Collected data:

———

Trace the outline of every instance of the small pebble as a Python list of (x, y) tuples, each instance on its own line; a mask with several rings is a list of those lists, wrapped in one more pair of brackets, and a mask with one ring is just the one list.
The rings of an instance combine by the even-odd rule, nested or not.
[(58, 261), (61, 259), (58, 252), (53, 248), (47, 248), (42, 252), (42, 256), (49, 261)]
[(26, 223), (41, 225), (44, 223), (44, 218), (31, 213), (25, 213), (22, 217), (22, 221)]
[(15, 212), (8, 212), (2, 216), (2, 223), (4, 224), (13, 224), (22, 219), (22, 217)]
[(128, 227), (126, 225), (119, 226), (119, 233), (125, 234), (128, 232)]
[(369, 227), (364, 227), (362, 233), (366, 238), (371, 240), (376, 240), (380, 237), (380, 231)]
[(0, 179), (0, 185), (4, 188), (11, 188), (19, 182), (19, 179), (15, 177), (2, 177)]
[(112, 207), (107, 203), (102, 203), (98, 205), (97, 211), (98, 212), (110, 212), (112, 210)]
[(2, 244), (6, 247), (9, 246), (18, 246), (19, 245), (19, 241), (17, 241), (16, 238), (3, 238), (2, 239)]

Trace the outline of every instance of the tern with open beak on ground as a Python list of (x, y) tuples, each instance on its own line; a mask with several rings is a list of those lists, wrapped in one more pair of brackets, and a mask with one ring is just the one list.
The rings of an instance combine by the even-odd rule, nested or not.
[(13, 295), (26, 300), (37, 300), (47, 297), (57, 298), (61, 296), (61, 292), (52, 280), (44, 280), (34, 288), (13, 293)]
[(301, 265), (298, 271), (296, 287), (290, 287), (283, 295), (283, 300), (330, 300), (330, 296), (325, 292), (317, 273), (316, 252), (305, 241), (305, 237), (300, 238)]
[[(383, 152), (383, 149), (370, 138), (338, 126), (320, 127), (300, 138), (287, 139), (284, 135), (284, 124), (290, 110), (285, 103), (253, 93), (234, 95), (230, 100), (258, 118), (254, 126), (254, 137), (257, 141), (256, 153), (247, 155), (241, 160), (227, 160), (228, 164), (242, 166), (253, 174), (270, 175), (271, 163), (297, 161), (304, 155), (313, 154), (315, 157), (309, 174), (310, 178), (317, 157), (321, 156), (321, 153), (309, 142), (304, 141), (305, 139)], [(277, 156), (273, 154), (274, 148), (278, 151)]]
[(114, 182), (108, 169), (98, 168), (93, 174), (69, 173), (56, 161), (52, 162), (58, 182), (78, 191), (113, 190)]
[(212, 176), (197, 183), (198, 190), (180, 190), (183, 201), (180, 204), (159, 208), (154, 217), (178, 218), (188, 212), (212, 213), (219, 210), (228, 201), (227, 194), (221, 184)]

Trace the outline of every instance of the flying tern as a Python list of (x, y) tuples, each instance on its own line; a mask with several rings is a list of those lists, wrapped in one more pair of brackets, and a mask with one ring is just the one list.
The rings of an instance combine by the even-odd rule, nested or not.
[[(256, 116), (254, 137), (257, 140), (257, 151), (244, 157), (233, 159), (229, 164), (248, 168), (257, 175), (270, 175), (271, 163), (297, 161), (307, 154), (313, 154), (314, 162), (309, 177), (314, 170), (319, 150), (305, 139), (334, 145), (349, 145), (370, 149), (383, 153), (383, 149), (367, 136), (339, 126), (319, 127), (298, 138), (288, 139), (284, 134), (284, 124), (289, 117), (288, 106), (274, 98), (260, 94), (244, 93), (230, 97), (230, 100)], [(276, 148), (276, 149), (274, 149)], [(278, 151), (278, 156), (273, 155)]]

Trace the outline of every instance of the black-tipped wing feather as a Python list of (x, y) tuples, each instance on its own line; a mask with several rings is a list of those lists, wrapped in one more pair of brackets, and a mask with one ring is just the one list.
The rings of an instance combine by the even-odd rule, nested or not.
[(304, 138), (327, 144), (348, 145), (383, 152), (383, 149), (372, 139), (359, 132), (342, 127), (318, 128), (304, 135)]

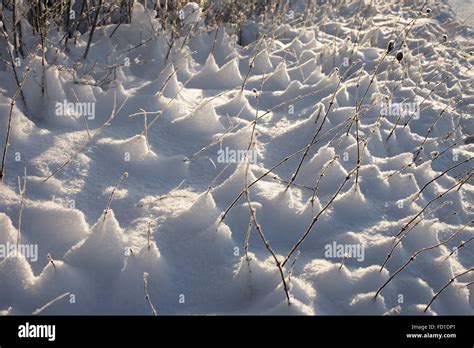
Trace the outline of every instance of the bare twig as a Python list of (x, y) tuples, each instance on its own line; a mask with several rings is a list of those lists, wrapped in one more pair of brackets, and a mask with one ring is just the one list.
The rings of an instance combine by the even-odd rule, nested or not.
[(143, 273), (143, 291), (145, 292), (145, 299), (148, 302), (148, 304), (150, 305), (151, 313), (154, 316), (157, 316), (158, 313), (156, 312), (155, 306), (153, 306), (153, 303), (151, 302), (150, 295), (148, 294), (148, 273), (147, 272)]
[(430, 308), (430, 306), (433, 304), (433, 302), (439, 297), (439, 295), (441, 295), (441, 293), (446, 290), (452, 283), (454, 283), (454, 281), (463, 276), (463, 275), (466, 275), (470, 272), (474, 271), (474, 268), (470, 268), (464, 272), (461, 272), (455, 276), (453, 276), (441, 289), (438, 290), (438, 292), (431, 298), (430, 302), (426, 305), (425, 309), (423, 310), (423, 312), (426, 312), (428, 310), (428, 308)]
[(7, 159), (7, 151), (8, 151), (8, 146), (10, 145), (10, 134), (11, 134), (11, 129), (12, 129), (12, 119), (13, 119), (13, 108), (16, 103), (16, 98), (18, 98), (18, 95), (21, 93), (21, 90), (23, 88), (23, 85), (26, 81), (26, 78), (28, 74), (30, 73), (30, 68), (26, 68), (25, 74), (23, 74), (23, 77), (20, 81), (20, 84), (13, 95), (12, 101), (10, 102), (10, 111), (8, 113), (8, 125), (7, 125), (7, 135), (5, 136), (5, 145), (3, 147), (3, 156), (2, 156), (2, 167), (0, 168), (0, 183), (3, 182), (3, 178), (5, 176), (5, 162)]
[(50, 307), (51, 305), (55, 304), (56, 302), (62, 300), (63, 298), (65, 298), (66, 296), (69, 296), (70, 293), (69, 292), (66, 292), (58, 297), (56, 297), (55, 299), (49, 301), (48, 303), (46, 303), (44, 306), (38, 308), (37, 310), (35, 310), (32, 314), (33, 315), (38, 315), (38, 314), (41, 314), (45, 309), (47, 309), (48, 307)]
[(16, 237), (16, 256), (18, 257), (20, 252), (20, 238), (21, 238), (21, 223), (23, 220), (23, 208), (25, 206), (25, 194), (26, 194), (26, 168), (23, 174), (23, 185), (21, 179), (18, 177), (18, 190), (20, 192), (20, 212), (18, 214), (18, 234)]
[[(471, 221), (470, 223), (472, 223), (473, 221)], [(415, 261), (415, 259), (418, 257), (418, 255), (420, 255), (421, 253), (424, 253), (425, 251), (429, 251), (429, 250), (433, 250), (433, 249), (436, 249), (436, 248), (439, 248), (440, 246), (442, 245), (445, 245), (447, 243), (449, 243), (451, 240), (453, 240), (459, 233), (461, 233), (462, 230), (464, 230), (465, 228), (467, 227), (467, 224), (462, 226), (461, 228), (459, 228), (456, 232), (454, 232), (448, 239), (442, 241), (442, 242), (439, 242), (435, 245), (432, 245), (432, 246), (429, 246), (429, 247), (426, 247), (426, 248), (423, 248), (423, 249), (420, 249), (418, 250), (416, 253), (414, 253), (409, 259), (407, 262), (405, 262), (403, 264), (403, 266), (401, 266), (398, 270), (396, 270), (386, 281), (385, 283), (383, 283), (383, 285), (377, 290), (377, 292), (375, 293), (375, 298), (377, 298), (377, 296), (380, 294), (380, 291), (382, 291), (383, 288), (385, 288), (388, 283), (390, 283), (393, 278), (395, 278), (398, 274), (400, 274), (403, 270), (405, 270), (408, 265), (410, 265), (410, 263), (412, 263), (413, 261)]]
[(109, 201), (107, 202), (107, 207), (106, 207), (105, 210), (104, 210), (104, 221), (105, 221), (105, 218), (107, 217), (107, 214), (109, 213), (110, 205), (112, 204), (112, 201), (113, 201), (114, 196), (115, 196), (115, 191), (117, 190), (118, 185), (119, 185), (123, 180), (125, 180), (127, 177), (128, 177), (128, 173), (127, 173), (127, 172), (124, 172), (124, 173), (120, 176), (120, 179), (115, 183), (114, 188), (112, 189), (112, 192), (110, 193)]

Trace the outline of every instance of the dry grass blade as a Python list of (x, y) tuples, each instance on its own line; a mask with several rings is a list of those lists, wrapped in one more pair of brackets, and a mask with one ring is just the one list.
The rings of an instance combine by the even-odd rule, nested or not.
[[(472, 223), (472, 221), (470, 222)], [(388, 279), (387, 281), (385, 281), (385, 283), (383, 283), (383, 285), (377, 290), (377, 292), (375, 293), (375, 298), (377, 298), (377, 296), (380, 294), (380, 292), (382, 291), (383, 288), (385, 288), (388, 283), (390, 283), (393, 278), (395, 278), (398, 274), (400, 274), (402, 271), (404, 271), (408, 265), (410, 265), (410, 263), (412, 263), (413, 261), (415, 261), (415, 259), (418, 257), (418, 255), (426, 252), (426, 251), (430, 251), (430, 250), (433, 250), (433, 249), (436, 249), (436, 248), (439, 248), (440, 246), (442, 245), (445, 245), (447, 243), (449, 243), (451, 240), (453, 240), (457, 235), (459, 235), (459, 233), (461, 233), (461, 231), (463, 231), (465, 228), (467, 227), (467, 224), (464, 225), (463, 227), (459, 228), (456, 232), (454, 232), (448, 239), (442, 241), (442, 242), (439, 242), (435, 245), (432, 245), (432, 246), (429, 246), (429, 247), (426, 247), (426, 248), (423, 248), (423, 249), (420, 249), (418, 250), (416, 253), (414, 253), (409, 259), (407, 262), (405, 262), (403, 264), (402, 267), (400, 267), (398, 270), (396, 270)]]
[(42, 306), (42, 307), (38, 308), (37, 310), (35, 310), (32, 314), (33, 315), (41, 314), (42, 312), (44, 312), (45, 309), (49, 308), (50, 306), (52, 306), (56, 302), (61, 301), (63, 298), (65, 298), (66, 296), (69, 296), (69, 295), (70, 295), (70, 292), (66, 292), (66, 293), (56, 297), (55, 299), (53, 299), (53, 300), (49, 301), (48, 303), (46, 303), (44, 306)]
[(439, 297), (439, 295), (441, 295), (441, 293), (446, 290), (452, 283), (454, 283), (454, 281), (459, 278), (459, 277), (462, 277), (463, 275), (466, 275), (470, 272), (474, 271), (474, 268), (470, 268), (462, 273), (459, 273), (455, 276), (453, 276), (443, 287), (441, 287), (441, 289), (438, 290), (438, 292), (431, 298), (430, 302), (426, 305), (425, 309), (423, 310), (423, 312), (426, 313), (426, 311), (428, 310), (428, 308), (431, 307), (431, 305), (433, 304), (433, 302)]
[[(8, 146), (10, 145), (10, 134), (11, 134), (11, 129), (12, 129), (12, 119), (13, 119), (13, 108), (16, 103), (16, 98), (18, 98), (18, 95), (21, 93), (23, 89), (23, 85), (26, 81), (26, 78), (28, 77), (30, 73), (30, 68), (26, 68), (25, 74), (23, 74), (23, 77), (21, 81), (19, 82), (19, 86), (15, 92), (15, 94), (12, 97), (12, 101), (10, 102), (10, 111), (8, 113), (8, 125), (7, 125), (7, 134), (5, 136), (5, 145), (3, 146), (3, 155), (2, 155), (2, 166), (0, 168), (0, 183), (3, 182), (3, 178), (5, 177), (5, 163), (7, 159), (7, 152), (8, 152)], [(26, 104), (25, 104), (26, 105)]]
[(151, 313), (154, 315), (154, 316), (157, 316), (158, 313), (155, 309), (155, 306), (153, 305), (153, 303), (151, 302), (151, 298), (150, 298), (150, 295), (148, 294), (148, 273), (147, 272), (144, 272), (143, 273), (143, 291), (145, 293), (145, 299), (146, 301), (148, 302), (148, 305), (150, 306), (151, 308)]
[(112, 201), (114, 199), (114, 196), (115, 196), (115, 191), (117, 190), (117, 187), (120, 185), (120, 183), (122, 181), (124, 181), (126, 178), (128, 177), (128, 173), (127, 172), (124, 172), (121, 176), (120, 176), (120, 179), (115, 183), (113, 189), (112, 189), (112, 192), (110, 193), (110, 197), (109, 197), (109, 201), (107, 202), (107, 207), (105, 208), (104, 210), (104, 220), (106, 219), (107, 217), (107, 214), (109, 213), (110, 211), (110, 205), (112, 204)]
[(25, 206), (25, 194), (26, 194), (26, 168), (23, 174), (23, 185), (21, 179), (18, 177), (18, 190), (20, 193), (20, 212), (18, 214), (18, 234), (16, 237), (16, 255), (20, 255), (20, 238), (21, 238), (21, 223), (23, 220), (23, 208)]

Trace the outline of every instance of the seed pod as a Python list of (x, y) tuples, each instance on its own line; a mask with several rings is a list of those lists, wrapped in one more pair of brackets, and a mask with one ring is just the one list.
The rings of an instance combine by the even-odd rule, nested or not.
[(393, 47), (395, 47), (395, 43), (393, 40), (390, 40), (387, 45), (387, 53), (390, 53), (393, 50)]
[(402, 51), (399, 51), (399, 52), (397, 53), (397, 60), (398, 60), (399, 62), (401, 62), (402, 59), (403, 59), (403, 52), (402, 52)]
[(431, 13), (431, 9), (429, 7), (426, 9), (426, 13)]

———

The problem = State how many lines of the records contain the string "tern". The number is the whole answer.

Answer section = 2